>> BEGIN Data supplied

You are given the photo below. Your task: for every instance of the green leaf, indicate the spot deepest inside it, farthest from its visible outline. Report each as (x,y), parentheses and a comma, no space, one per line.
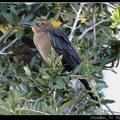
(47,77)
(19,34)
(8,17)
(106,101)
(28,18)
(60,83)
(67,104)
(27,71)
(79,69)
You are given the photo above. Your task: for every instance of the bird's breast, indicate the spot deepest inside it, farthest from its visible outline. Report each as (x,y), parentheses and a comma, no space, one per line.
(43,44)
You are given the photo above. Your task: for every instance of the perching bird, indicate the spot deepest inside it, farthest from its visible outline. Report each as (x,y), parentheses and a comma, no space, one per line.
(47,37)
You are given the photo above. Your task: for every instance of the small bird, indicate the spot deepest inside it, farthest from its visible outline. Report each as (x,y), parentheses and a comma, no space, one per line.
(47,37)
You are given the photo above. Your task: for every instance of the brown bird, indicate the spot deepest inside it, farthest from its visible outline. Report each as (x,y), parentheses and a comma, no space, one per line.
(47,37)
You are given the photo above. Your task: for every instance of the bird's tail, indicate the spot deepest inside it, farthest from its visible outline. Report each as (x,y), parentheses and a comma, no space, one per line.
(86,84)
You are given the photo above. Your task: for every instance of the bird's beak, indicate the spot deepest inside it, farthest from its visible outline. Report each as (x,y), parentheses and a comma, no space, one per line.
(29,23)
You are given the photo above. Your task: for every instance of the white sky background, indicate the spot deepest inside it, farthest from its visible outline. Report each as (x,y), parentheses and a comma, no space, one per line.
(113,82)
(113,90)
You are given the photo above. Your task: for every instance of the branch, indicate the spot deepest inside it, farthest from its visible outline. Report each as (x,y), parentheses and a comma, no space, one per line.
(109,109)
(2,53)
(76,21)
(9,45)
(78,97)
(8,32)
(110,5)
(90,28)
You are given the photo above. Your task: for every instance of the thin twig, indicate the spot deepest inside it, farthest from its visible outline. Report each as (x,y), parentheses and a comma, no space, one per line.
(73,9)
(76,21)
(94,32)
(109,109)
(4,35)
(2,53)
(26,109)
(78,97)
(90,28)
(9,45)
(37,8)
(110,5)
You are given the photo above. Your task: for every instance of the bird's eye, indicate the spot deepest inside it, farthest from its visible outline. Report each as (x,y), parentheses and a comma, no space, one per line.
(39,23)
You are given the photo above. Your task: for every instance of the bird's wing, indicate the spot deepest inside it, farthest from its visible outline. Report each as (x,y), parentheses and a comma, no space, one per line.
(63,46)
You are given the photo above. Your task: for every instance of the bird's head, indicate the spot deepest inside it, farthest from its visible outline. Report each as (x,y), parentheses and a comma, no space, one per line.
(39,25)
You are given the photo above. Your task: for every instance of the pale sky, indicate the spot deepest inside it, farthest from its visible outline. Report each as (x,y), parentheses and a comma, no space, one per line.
(113,90)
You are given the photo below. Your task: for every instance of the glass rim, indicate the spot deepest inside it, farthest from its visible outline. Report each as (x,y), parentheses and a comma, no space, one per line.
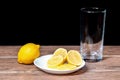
(93,9)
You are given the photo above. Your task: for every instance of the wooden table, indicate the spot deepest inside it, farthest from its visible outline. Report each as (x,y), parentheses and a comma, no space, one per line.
(107,69)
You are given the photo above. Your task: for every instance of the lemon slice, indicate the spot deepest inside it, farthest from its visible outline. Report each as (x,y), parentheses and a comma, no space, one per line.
(55,61)
(66,67)
(62,52)
(74,57)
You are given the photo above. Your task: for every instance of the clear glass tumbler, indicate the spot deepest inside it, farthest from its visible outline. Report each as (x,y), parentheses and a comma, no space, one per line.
(92,28)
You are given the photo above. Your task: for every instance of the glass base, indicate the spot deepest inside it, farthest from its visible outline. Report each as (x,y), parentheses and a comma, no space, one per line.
(92,58)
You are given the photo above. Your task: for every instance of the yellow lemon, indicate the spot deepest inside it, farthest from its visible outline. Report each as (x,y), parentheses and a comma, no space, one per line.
(66,66)
(28,52)
(62,52)
(55,61)
(74,57)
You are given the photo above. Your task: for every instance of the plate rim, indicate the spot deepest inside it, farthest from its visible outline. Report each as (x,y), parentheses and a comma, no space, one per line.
(55,71)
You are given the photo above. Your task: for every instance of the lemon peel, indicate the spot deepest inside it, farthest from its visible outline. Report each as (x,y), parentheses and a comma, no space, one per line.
(28,52)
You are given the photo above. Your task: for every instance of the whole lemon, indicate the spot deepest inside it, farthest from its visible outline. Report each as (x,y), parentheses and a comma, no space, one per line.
(28,52)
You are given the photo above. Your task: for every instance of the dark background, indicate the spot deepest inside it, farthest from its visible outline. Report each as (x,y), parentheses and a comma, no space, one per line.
(52,22)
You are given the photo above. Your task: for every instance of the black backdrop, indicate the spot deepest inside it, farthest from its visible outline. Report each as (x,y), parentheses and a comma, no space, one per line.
(52,22)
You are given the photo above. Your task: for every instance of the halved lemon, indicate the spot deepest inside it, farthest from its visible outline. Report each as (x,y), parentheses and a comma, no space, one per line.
(55,61)
(62,52)
(74,57)
(66,66)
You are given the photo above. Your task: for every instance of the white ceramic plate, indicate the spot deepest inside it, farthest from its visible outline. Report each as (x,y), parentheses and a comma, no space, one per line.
(41,63)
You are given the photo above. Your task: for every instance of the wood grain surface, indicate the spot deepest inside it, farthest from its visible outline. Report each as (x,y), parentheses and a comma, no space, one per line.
(107,69)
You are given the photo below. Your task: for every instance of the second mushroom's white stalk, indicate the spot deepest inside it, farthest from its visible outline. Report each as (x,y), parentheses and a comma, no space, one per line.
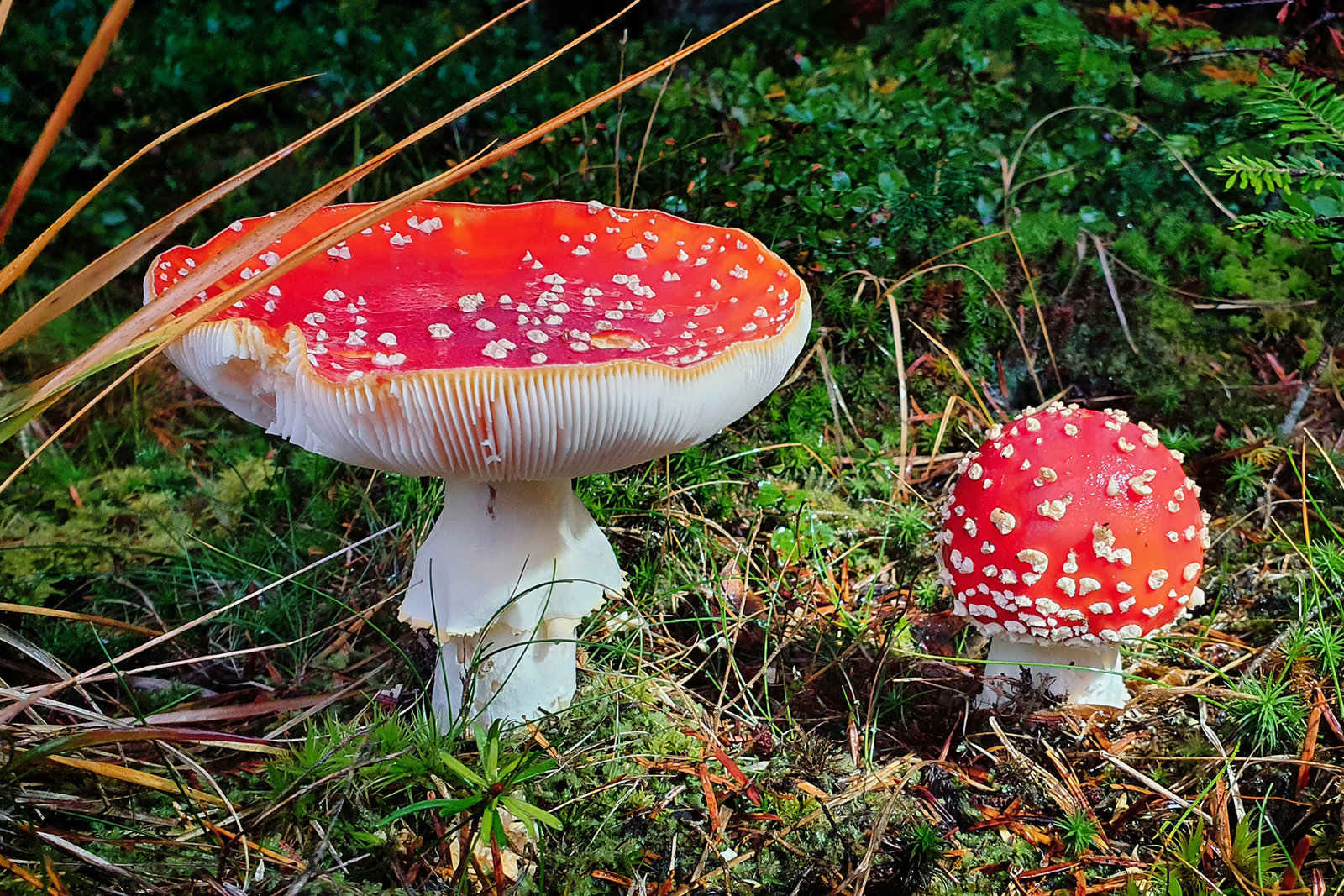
(501,580)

>> END Data supplied

### Exercise instructions
All the lines above are to be reproduced exactly, except the pictures.

### Response
You are given the photo below. Your task: for every instance of the green leaf, indicate the spot deepest inside it, farthest from its visible outline. Report each as (x,y), parentheses and a comma, no space, one per line.
(47,77)
(19,34)
(8,17)
(106,101)
(28,18)
(60,83)
(67,104)
(27,71)
(79,69)
You are given the photo above. Your task: for every instance of the bird's breast, indicate the spot deepest inside it, farthest from its visible outline. Report each as (x,y), parentheses and a comma, no space, one per line.
(43,44)
You are given the photo above. Your task: for every instance of the perching bird, indicate the spot deepest inside it, farthest from its visible outline. Report each as (x,y), parentheses and a comma, no space, one per line.
(47,37)
You are given the photo above. Your task: for every instance of the small bird, indicate the spot deepest inside it, farthest from its visible outline. Report each as (x,y), parentheses and a comma, no space, one per line.
(47,37)
You are given the photo above. Your task: for every instance of the brown bird, indicate the spot deepest inside it, farthest from its visible outline. Report each as (x,y), parentheses and a comma, no space, one per line.
(47,37)
You are given the photo above. Your task: for every instance of the bird's tail, indicate the spot deepest inside it, farthest from its visible outline. Report each as (x,y), parentheses and a comma, no space, one per line.
(86,84)
You are given the photo above. Your task: for every instance of the bird's beak, indicate the spot deepest inside it, farthest from its visible outline. Report each as (x,y), parentheses and a comma, no space, one per line.
(29,23)
You are given the photo above. Your task: for every instance of the white sky background, indicate the spot deepest inside it, farthest from its visible outline. Report each as (x,y), parentheses and a comma, no space, one per line.
(113,82)
(113,90)
You are given the photo above. Your task: for every instance of the branch, indicate the spot deepest inside it, farthest from its visible outline. Report each as (x,y), parentheses and a comma, no space, one per line.
(109,109)
(2,53)
(76,21)
(9,45)
(78,97)
(8,32)
(110,5)
(90,28)
You are given the photo above. Your task: for every instance of the thin twig, indicate the spot deepest inside it, farthest from its visible outline. Report each as (x,y), parentheses and a comma, no space, one per line.
(73,9)
(76,21)
(94,32)
(109,109)
(4,35)
(2,53)
(26,109)
(78,97)
(90,28)
(9,45)
(37,8)
(110,5)
You are given the photo above. Your task: for every instance of the bird's eye, indicate the spot deepest inside it, farthest from its visible outline. Report each as (x,y), parentheses and a comma, no space, one per line.
(39,23)
You are given the photo above. Your task: for every instance of the bird's wing, indicate the spot deepest inside it, farthest from its visible outline. Report each as (x,y), parentheses and a comma, no space, one per line.
(63,46)
You are given the photo above. Your task: for every instance of the bird's head, indicate the spot deepest inside it, farthest from its visible outline. Report each as (x,y), parentheses and a comma, no space, one per line.
(39,25)
You are given the photo above. Your task: for every instance of the pale sky, indicate the spot deepest inside it, farthest from its visible outline. Report each as (x,y), parentheses and a comma, no space, one per line.
(113,90)
You are given the photo below. Your task: for every instance of the glass rim, indicate the spot deepest inside it, farthest from its visible outline. Report each as (x,y), parentheses and a comma, no space, one per line.
(93,9)
You are given the photo above. Your task: for every instance of the wooden table, indicate the spot deepest inside it, farthest from its visible outline. Report each as (x,y), parentheses and a comma, no space, one per line.
(107,69)
You are given the photo above. Your task: for every instance of the lemon slice, indicate the spot deepest inside it, farthest from its visible outline. Report each as (x,y), parentheses and a comma, no space, one per line.
(55,61)
(66,67)
(62,52)
(74,57)
You are given the photo above. Your task: for every instance of the clear glass tumbler, indicate the spot deepest inside it, farthest from its visible outline. Report each as (x,y), parentheses and a comma, no space, one per line.
(92,28)
You are given the photo above. Your task: for every instance of the glass base, indicate the spot deepest inside it, farthest from its visible outline. Report each as (x,y), parentheses and a comma, no space, one per line.
(92,58)
You are given the photo above. Your task: for every instance of the yellow lemon, indicate the spot deepest inside it, farthest from its visible outline. Report each as (x,y), parentheses and a comma, no space, one per line.
(66,66)
(28,52)
(62,52)
(55,61)
(74,57)
You are given the photo above. Your task: for every instance of the plate rim, indicate the spot deepest inside it, farthest from its visible outline. Report each as (x,y), parentheses and a comma, no space, one per line.
(55,71)
You are given the photo above. Your task: for every instance of the lemon peel, indicate the spot deepest inside it, farthest from its visible outline. Report each as (x,y), parentheses and a comma, no space, one per line.
(28,52)
You are given the photo above. Your task: for every instance of the whole lemon, indicate the spot deepest inside it, farthest from its visible outline. Report each as (x,y), parentheses and a comma, no space, one per line.
(28,52)
You are given the photo above. Your task: for every instance of the dark background, indicate the spot deepest inside it, farthest from its visible outline. Report each as (x,y), parentheses and a comma, no space, one per line.
(52,22)
You are given the photo above. Your task: for every instance of the black backdrop, indicate the spot deepest inside it, farthest from its visible outline. Report each as (x,y), parentheses and a comma, no space, one per line.
(52,22)
You are given the photo above. Your task: for every instance of the halved lemon, indicate the spot deepest inside it, farthest from its visible outline. Report each as (x,y), parentheses and a comma, no space, one per line.
(55,61)
(62,52)
(74,57)
(66,66)
You are given the photo above. Your task: for every instance of the white ceramic plate, indicate the spot deepest inside it, farthest from its visible outline. Report each as (x,y), parentheses and a comma, no space, one per line.
(41,63)
You are given the photo above. Your task: for every instance of the wood grain surface, indicate the spot deepest inside it, farthest from its visible outline. Report each as (x,y), parentheses and a comma, no space, one per line.
(107,69)
You are given the photo below. Your task: for every instance of the second mushroom's white stalk, indicate the spot deepest inside it, farthest from its visible outline. Report each as (x,y), parentheses and a comma, no space, one per line.
(501,580)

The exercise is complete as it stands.